AUFGABENSTELLUNG: Entnimm den Daten unten alles von der Zeile mit „Note for the class: annotate every instance of the green field“ bis hinunter zum Ende der Daten. Gib diese Zeilen unverändert wieder, beide Enden eingeschlossen.

AUSGANGSDATEN:

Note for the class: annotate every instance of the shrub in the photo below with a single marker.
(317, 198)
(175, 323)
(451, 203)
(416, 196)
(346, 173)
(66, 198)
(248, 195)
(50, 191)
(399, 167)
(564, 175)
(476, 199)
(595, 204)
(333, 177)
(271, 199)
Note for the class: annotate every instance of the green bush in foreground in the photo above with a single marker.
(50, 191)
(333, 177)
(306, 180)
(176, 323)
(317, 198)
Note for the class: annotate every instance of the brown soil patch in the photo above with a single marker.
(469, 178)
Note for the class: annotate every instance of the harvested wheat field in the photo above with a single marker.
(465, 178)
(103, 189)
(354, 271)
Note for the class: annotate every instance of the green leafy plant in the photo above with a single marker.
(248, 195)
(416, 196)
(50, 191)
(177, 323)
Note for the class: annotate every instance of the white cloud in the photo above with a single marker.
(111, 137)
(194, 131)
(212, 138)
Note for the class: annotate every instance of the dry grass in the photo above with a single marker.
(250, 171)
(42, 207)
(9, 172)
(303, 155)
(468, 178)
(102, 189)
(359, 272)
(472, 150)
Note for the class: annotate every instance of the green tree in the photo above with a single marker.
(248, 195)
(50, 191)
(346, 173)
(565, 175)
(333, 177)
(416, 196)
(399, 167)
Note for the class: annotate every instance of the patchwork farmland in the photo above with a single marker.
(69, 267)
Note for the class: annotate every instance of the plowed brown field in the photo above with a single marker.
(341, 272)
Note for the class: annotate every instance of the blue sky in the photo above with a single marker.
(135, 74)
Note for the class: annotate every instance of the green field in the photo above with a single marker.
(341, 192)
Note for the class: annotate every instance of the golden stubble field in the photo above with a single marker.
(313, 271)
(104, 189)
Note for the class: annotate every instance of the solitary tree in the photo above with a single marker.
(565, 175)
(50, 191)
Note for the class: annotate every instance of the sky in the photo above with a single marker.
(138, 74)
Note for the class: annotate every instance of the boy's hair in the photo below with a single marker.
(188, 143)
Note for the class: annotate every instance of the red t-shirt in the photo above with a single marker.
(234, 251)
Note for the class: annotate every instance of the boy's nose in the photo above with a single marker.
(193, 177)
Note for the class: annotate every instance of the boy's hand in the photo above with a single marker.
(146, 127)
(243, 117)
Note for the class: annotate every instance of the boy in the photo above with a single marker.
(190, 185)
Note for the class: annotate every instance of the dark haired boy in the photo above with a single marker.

VOLLSTÄNDIGE LÖSUNG:
Note for the class: annotate every instance of the green field in the photo above with a single marker.
(341, 192)
Note for the class: annotate every instance of the golden stubble field in the photo above with a single marker.
(313, 271)
(104, 189)
Note for the class: annotate every instance of the solitary tree in the photo above with a single marker.
(565, 175)
(50, 191)
Note for the class: annotate every instance of the sky in the photo above with a single marker.
(138, 74)
Note for the class: annotate every instance of the boy's hair in the photo below with a single marker.
(188, 143)
Note for the class: annotate every instance of the red t-shirt in the photo above with a single marker.
(234, 251)
Note for the class: annotate every instance of the boy's nose in the photo above with a single marker.
(193, 177)
Note for the class: annotate every instance of the boy's hand in the photo above with a single marker.
(146, 127)
(243, 117)
Note for the class: annotate every instance of the boy in the photo above with a single marker.
(190, 185)
Note for the class: annotate every instance of the dark haired boy in the photo above with a single marker.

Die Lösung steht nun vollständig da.